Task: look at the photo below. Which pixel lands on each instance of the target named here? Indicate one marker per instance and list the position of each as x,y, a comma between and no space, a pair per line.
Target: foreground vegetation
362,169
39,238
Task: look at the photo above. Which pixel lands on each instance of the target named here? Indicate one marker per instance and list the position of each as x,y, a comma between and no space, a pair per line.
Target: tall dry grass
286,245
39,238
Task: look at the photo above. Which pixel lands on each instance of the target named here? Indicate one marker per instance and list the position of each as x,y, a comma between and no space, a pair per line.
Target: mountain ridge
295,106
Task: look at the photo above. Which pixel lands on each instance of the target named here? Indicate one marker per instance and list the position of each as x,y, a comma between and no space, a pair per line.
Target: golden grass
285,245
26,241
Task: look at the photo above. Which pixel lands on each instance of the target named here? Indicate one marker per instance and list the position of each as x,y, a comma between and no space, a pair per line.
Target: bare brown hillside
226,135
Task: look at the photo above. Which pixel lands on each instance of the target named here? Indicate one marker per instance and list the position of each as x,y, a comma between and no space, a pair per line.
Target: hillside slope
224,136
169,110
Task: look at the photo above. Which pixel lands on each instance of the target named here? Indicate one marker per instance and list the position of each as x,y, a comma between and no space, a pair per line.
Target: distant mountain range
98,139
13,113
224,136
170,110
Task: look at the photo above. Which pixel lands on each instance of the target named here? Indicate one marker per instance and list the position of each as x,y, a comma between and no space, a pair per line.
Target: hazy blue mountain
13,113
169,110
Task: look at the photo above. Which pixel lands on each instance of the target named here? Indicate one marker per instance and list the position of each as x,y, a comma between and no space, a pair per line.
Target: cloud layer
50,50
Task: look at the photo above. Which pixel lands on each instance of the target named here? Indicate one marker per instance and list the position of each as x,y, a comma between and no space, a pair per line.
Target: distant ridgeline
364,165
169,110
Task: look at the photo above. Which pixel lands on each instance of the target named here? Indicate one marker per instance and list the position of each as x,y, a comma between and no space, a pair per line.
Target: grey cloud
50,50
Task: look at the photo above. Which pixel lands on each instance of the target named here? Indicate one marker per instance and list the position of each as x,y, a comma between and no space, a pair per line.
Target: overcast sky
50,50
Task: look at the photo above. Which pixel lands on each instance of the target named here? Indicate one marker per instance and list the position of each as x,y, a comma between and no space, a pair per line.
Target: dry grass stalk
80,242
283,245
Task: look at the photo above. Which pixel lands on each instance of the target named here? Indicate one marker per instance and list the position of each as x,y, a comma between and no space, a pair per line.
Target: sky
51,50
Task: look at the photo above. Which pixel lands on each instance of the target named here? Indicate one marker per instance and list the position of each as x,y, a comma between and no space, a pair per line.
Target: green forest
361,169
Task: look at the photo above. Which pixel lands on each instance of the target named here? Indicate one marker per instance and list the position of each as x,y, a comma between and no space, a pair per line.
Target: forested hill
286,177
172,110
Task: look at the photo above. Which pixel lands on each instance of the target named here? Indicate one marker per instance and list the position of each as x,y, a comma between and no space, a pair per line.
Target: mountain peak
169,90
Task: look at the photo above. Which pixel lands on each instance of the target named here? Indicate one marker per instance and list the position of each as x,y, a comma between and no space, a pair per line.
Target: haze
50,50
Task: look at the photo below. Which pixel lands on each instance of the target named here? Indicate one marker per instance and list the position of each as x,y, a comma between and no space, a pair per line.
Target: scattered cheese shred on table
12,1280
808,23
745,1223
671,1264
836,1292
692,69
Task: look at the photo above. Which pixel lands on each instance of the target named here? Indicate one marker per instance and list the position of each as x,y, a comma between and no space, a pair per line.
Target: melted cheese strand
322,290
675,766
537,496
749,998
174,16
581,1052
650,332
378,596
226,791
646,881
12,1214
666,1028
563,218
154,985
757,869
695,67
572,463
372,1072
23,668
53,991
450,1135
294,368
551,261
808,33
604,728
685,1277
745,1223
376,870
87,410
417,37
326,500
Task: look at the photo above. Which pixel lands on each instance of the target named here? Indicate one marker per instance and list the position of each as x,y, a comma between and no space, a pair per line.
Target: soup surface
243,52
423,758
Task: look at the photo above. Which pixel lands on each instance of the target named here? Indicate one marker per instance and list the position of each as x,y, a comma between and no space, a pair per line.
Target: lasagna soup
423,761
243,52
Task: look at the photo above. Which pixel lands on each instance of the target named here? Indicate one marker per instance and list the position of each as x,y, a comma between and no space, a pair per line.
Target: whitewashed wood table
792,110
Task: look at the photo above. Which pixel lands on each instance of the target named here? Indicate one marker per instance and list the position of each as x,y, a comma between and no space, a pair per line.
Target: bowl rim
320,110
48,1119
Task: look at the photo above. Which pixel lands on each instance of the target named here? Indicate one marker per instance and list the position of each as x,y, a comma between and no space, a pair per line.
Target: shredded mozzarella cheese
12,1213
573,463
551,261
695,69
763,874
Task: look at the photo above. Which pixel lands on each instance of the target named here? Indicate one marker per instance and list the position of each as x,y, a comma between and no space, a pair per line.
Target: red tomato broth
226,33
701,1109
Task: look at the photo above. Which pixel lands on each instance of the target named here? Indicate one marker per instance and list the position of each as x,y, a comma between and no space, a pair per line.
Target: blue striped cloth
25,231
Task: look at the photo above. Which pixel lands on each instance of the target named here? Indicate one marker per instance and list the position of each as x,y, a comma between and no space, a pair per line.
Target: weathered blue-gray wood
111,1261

☆ ☆ ☆

HOW TO COMPLETE THIS TASK:
The records above should be returned exactly.

SOLUTION BELOW:
Task: look at the photo below. Which pixel lands on each instance of the target named here? Indicate one marker per instance and list the position of each as x,y, a comma between and no space, a pair per line.
Target: foreground vegetation
362,169
39,238
Task: look at the photo above. Which pixel lands on each instance of the target named here? Indicate one marker per instance and list the position of each as x,y, a comma between and no space, a pair per line.
Target: tall dry grass
286,245
39,238
Task: look at the photo above. Which pixel lands on each instance of the target named here? Indicate one marker per instance and list the position of each as x,y, a comma between and no space, a pair per line.
Target: mountain ridge
295,106
Task: look at the photo above. Which pixel lands on each instance of the target named here? Indicate one marker per instance and list the position of each as x,y, a comma between and no space, a pair per line.
Target: golden grass
285,245
26,241
Task: look at the photo above. Which pixel lands on each instance of the target named here? Indicate one marker per instance and list the position of each as x,y, a comma between and no space, a pair per line.
Target: bare brown hillside
226,135
Task: look at the photo above. Which pixel lands on each instance of the target named here? Indicate one marker per instance and list the position of each as x,y, a comma between and no space, a pair per line.
Target: hillside slope
224,136
169,110
Task: look at the photo above. Which pixel lands on each instance of the target named here? Indicate one marker per instance and list the position of each as x,y, a comma between and no space, a pair per line.
Target: distant mountain range
98,139
13,113
224,136
170,110
Task: look at the photo above. Which pixel lands on each instance of the target named here? Indicate one marker per instance and list the position of each as x,y, a comma between and no space, a pair per line.
Target: hazy blue mountain
13,113
169,110
Task: look at the photo above. Which pixel lands on each instance of the target named here? Indicate one marker per instance and list the position of each as x,y, a comma between and no space, a pair per line.
Target: cloud layer
50,50
Task: look at the photo above. Which pixel lands on each instance of the target named here? Indicate one marker per instance and list the position of each as x,y, a comma between and no space, a pair per line.
Target: distant ridgeline
364,165
169,110
Task: look at the photo above. Which pixel lands on each instance of the target named here? Indicate one marker per instance and list the position of each as x,y, a comma between and no space, a pair per line.
Target: grey cloud
50,50
Task: look at the photo above. Which pixel lands on each instance of the target named here? Indicate one marker per instance and list the position of each as x,y, a comma between and no space, a pair per line.
Target: overcast sky
50,50
Task: look at the photo above. Which pixel lands on each instance of the target named here? Indicate one marker per instance and list the position of each as x,y, a comma between and no space, a pair per line.
Target: dry grass stalk
80,242
283,245
Task: look at the photo above. Which pixel lands on each instance of the target named here? Indicate one marker per instance and list the position of each as x,y, a comma between and no space, a pair per line.
Target: sky
51,50
Task: look at the photo above. Which pixel lands on each instance of the target named here? Indicate one marker per instance and list the position of each as x,y, a comma between and no space, a pair per line.
Target: green forest
361,169
Task: look at the photo above. Which pixel lands on each instance of the target named here? Indicate one marker per instance and list the position of each as x,y, a comma between and no space, a pair per line.
Target: forested hill
286,177
172,110
Task: look at the photo above. Which pixel lands on each instance of the target named here? Indicate one marker per instance and list the position of each as x,y, a comma between and no space, a pair per line.
Target: mountain peak
169,90
Task: look at the photo above. Which pixel lands on each instance of the target named here? Indicate one marker per instance and list the position of each as x,y, a comma between and no space, a pair per line.
Target: haze
50,50
Task: look at the photo below. Which pixel lands on each instance of the target named here? Indicate one marker per instance and list the position of each as x,y, a comma between and no space, a pair per line.
Target: scattered cheese shred on table
12,1280
808,23
745,1223
671,1264
836,1292
692,69
Task: look at the photo above. Which pixel lands on each instance of the target named here? Indicate one marker per instance and list the position of each as x,y, a comma between and no space, a pair per line.
Target: melted cheese strand
322,290
675,766
537,496
749,998
174,16
581,1052
650,332
378,596
226,791
646,881
12,1214
666,1028
563,218
154,985
757,869
695,67
572,463
372,1072
23,668
53,991
450,1135
294,368
551,261
808,33
604,728
685,1277
745,1223
376,870
87,410
417,37
326,500
Task: look at the photo above. Which pixel lands on each instance of the target named here? Indicate one marker per instance and list the position of each as x,y, a comma between and no space, a pair per line.
Target: soup surface
243,52
423,758
Task: look at the photo above. Which pixel lands on each instance of the target named here? Indicate one marker per instance and list the position of each as x,y, a comma between and no space, a pair per line.
Target: lasagna soup
423,761
243,52
Task: look at the photo above. Which pixel lands on each instance of the target named here? Indicate one marker per instance and list the position of each as x,y, a comma between and no space, a pair per line.
Target: whitewashed wood table
792,110
Task: look at the photo above. Which pixel lands on each instance of the target named here? Indicate one marker per instance and list the position of each as x,y, a comma between and no space, a pair per line.
Target: bowl rim
320,110
48,1119
Task: look at the photo above. Which pixel lands on each instance of the target named here? Indicate one marker per instance and list the position of each as x,y, a comma between and no space, a pair per line.
Target: shredded mozzarella cheese
12,1213
573,463
551,261
695,69
763,874
Task: look at the photo above. Which pixel lands on each instance of the target named here? Indicate one marker per instance and list the position of each as x,y, a comma between and no space, a pair per line.
Target: red tomato broth
226,33
701,1109
Task: look at the photo above. Which pixel lands on each instance of the target named here? Indicate one marker per instance and list the position of each as x,y, a comma between and no space, a pair per line.
Target: blue striped cloth
25,231
Task: look at the photo above. Which pixel lands on each instance of the target named here? Indicate one marker per instance and list the position of each as x,y, a comma between and no space, a pair per line.
Target: weathered blue-gray wood
111,1261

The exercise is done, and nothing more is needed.